SOURCE EXTRACT -
⟨

With more than half of America’s abortions now committed with chemical abortion pills, sending human remains, tissue, and potent chemicals into the wastewater system, we have to ask a critical question: what’s happening to the environment? It’s time to call on the FDA to investigate and hold the line on chemical abortion pill regulation to protect people and the planet.
Already, the federal government has removed REMs (risk evaluation and mitigation strategies) for abortion drugs, making them easier than ever to sell en masse. And during the coronavirus crisis, the abortion industry finally came out of the shadows with what will be the future of their industry for early abortion — the sale and distribution of chemical abortion pills resulting in increasing amounts of aborted infants flushed into America’s waste water systems. For those tasked with keeping our water safe, human remains are called “pathological waste,” which the EPA recommends being carefully treated by incineration or other special handling.
Pharmaceuticals move throughout the aquatic environment
No Regard for Women or Planet
This raises relatively new and unaddressed issues for those pushing chemical abortion pills on a global scale. Their goal is a fast sale, without any testing that might preserve a woman’s life or ability to have future children, and with the expectation that she experiences a horrific bleeding event in a bathroom away from their offices, flushing away the body of an aborted infant along with the placenta, which can carry infection.

⟩

TASKS FOR THIS EXERCISE -
[A] In the article on abortion pills and wastewater, what term do those tasked with keeping water safe use for human remains?
[B] Resume the article on abortion pills and wastewater, picking up after its last sentence.
The entries that follow have nothing to do with the article on abortion pills and wastewater.

DATA UNDER STUDY -
⟨

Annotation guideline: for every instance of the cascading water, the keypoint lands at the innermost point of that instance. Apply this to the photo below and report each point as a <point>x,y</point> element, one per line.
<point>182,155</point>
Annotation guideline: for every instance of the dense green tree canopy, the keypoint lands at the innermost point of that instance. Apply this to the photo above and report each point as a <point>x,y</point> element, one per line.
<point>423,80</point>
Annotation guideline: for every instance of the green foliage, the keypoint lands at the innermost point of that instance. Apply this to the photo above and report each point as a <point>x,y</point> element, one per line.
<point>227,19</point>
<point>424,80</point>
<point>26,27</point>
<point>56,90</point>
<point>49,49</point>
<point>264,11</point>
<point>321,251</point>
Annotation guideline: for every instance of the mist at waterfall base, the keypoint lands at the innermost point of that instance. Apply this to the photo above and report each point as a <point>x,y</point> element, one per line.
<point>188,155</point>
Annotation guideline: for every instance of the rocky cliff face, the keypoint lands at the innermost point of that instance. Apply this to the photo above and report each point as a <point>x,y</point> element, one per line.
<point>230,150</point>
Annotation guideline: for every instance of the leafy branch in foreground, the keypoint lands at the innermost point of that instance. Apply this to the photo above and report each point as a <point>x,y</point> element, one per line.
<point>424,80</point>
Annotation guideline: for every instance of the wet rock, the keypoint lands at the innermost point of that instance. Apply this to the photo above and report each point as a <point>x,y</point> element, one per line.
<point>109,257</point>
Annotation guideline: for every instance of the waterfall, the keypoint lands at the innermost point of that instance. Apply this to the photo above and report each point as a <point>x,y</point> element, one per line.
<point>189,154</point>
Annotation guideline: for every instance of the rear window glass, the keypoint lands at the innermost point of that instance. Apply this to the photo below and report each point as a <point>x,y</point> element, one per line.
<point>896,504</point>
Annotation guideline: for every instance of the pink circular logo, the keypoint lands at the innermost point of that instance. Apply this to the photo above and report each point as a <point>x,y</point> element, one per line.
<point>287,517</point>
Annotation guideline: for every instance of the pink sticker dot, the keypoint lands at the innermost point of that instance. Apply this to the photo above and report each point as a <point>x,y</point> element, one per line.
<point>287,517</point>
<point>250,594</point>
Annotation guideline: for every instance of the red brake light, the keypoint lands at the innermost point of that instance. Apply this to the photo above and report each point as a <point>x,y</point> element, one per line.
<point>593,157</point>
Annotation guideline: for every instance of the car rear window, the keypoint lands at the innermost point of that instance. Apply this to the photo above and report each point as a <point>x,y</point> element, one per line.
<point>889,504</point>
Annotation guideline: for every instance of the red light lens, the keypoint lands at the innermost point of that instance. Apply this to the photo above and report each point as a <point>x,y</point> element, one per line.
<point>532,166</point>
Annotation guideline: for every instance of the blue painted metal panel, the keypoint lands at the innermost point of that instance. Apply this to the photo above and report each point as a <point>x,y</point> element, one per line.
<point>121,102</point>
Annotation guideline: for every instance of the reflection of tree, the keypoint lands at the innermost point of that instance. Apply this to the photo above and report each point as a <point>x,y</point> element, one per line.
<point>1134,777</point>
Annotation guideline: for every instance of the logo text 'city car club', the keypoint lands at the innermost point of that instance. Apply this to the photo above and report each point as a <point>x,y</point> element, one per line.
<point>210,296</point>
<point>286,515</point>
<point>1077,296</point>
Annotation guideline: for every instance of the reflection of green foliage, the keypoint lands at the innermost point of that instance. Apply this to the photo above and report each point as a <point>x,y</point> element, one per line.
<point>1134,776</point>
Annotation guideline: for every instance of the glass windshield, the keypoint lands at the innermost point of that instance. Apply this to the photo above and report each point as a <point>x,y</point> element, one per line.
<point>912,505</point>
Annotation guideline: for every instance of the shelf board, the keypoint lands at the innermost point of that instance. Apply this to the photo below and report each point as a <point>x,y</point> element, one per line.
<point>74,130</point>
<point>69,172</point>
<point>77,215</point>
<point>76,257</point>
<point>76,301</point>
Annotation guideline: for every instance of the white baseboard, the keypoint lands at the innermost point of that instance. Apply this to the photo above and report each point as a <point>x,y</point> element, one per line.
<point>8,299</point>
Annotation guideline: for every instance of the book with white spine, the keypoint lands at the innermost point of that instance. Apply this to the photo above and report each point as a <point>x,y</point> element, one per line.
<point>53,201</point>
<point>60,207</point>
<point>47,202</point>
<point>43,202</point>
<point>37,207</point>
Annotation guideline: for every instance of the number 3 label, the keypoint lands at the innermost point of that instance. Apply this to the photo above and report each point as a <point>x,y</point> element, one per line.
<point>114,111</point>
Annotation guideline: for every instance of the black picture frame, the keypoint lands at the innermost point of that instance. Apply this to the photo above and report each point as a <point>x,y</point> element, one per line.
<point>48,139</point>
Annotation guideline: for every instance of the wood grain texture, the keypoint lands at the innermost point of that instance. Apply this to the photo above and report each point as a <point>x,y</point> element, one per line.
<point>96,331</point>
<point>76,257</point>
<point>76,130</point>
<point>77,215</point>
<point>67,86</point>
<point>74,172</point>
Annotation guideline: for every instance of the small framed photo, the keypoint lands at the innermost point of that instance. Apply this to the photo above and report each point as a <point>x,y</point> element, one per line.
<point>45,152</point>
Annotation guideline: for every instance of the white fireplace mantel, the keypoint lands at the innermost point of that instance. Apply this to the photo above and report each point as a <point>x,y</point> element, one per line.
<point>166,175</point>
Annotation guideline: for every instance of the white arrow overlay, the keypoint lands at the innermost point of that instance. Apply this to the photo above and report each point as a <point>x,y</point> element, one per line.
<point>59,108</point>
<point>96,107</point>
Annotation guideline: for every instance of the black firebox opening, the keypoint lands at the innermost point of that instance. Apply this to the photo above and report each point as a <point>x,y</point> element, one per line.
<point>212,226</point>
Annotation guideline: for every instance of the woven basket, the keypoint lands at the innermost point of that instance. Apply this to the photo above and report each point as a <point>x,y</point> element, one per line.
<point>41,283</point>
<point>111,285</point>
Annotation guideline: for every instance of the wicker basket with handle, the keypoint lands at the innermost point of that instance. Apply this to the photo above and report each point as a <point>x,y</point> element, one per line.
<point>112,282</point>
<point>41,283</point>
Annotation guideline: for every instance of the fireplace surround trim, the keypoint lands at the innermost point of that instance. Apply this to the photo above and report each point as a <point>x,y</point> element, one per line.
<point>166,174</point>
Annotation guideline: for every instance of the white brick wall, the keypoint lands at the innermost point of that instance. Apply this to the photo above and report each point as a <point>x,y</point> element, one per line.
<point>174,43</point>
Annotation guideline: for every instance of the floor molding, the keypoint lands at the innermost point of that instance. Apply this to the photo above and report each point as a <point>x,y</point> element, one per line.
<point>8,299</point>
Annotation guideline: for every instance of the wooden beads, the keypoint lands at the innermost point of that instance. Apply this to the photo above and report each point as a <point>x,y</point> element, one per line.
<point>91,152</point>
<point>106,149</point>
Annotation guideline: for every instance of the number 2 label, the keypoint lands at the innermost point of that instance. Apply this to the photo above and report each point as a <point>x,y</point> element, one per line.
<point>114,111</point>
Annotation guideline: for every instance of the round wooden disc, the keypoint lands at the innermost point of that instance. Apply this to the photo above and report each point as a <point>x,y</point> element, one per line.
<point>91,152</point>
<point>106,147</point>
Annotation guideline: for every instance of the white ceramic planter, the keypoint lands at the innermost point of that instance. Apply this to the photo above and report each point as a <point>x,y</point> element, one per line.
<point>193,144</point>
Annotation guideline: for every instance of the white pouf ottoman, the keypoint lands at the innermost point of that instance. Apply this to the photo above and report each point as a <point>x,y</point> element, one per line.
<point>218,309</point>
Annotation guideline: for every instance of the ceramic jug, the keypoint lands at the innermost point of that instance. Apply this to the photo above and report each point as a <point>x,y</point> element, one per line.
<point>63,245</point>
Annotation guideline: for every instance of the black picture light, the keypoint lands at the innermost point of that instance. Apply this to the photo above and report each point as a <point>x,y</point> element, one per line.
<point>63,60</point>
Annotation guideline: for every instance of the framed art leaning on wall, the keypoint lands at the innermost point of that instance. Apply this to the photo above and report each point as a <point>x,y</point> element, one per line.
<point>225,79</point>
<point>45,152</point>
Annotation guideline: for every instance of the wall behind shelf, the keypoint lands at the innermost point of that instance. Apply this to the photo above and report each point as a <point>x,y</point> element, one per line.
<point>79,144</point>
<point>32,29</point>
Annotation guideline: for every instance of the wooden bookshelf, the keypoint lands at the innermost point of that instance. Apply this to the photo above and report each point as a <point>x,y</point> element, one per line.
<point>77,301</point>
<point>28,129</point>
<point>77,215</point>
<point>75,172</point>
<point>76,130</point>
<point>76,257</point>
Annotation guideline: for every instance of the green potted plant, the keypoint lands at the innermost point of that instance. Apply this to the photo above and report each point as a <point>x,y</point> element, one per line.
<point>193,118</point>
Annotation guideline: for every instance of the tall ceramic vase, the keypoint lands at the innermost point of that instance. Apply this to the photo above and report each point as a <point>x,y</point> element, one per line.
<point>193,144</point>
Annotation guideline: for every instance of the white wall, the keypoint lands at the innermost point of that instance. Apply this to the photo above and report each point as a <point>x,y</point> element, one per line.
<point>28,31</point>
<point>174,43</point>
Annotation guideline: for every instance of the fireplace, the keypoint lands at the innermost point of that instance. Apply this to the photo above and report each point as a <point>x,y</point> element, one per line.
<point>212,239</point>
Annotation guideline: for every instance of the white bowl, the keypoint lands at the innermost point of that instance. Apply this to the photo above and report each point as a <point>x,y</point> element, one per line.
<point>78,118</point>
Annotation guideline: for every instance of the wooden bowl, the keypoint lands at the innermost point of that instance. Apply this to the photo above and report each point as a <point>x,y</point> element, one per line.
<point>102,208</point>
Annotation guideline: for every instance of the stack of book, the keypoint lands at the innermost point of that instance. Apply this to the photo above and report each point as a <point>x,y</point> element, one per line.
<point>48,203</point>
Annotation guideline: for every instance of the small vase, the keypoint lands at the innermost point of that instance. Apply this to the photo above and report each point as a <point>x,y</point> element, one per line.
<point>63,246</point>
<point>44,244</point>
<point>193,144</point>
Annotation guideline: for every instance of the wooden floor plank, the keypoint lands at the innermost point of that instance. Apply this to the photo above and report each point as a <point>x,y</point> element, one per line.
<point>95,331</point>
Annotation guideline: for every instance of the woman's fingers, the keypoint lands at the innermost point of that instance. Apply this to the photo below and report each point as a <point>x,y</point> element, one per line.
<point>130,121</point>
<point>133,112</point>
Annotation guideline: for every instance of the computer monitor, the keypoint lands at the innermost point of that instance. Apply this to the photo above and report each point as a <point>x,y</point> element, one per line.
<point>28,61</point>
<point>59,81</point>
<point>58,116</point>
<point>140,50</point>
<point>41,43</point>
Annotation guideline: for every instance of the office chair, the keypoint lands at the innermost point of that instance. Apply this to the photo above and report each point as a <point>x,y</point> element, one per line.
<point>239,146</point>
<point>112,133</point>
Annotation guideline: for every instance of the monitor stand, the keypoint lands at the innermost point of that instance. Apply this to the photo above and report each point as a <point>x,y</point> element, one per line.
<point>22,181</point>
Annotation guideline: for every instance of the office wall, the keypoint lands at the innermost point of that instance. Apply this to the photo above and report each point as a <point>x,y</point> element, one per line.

⟩

EXPECTED RESPONSES -
[A] They call them "pathological waste."

[B]
When it comes to pathological waste the “medical waste generator,” the one who is in charge of the process that created the waste, is responsible for the handling of the human remains. For example, a person whose limb is amputated isn’t given the job of disposing of it. That task stays with the medical professionals whose actions lead to the pathological waste. Why is that not the case with the abortion industry?
The FDA Must Act
Students for Life of America has reached out to the FDA asking the agency to require a new environmental assessment. After all, during the approval process for RU-486, an environmental impact study for the drugs focused on the impact of packaging for the drugs, rather than on the impact of human remains in our waste water system and ground water.
The Guttmacher Institute estimates that more than 50 percent of abortions are committed with chemical abortion drugs, a number that can’t be verified as no National Abortion Reporting Law exists, and some states such as California report no data at all. Add to that the number of chemical abortion pills sold in the U.S. illegally through websites that the FDA has ordered to close and it’s clear that the human remains of hundreds of thousands are in America’s waste water.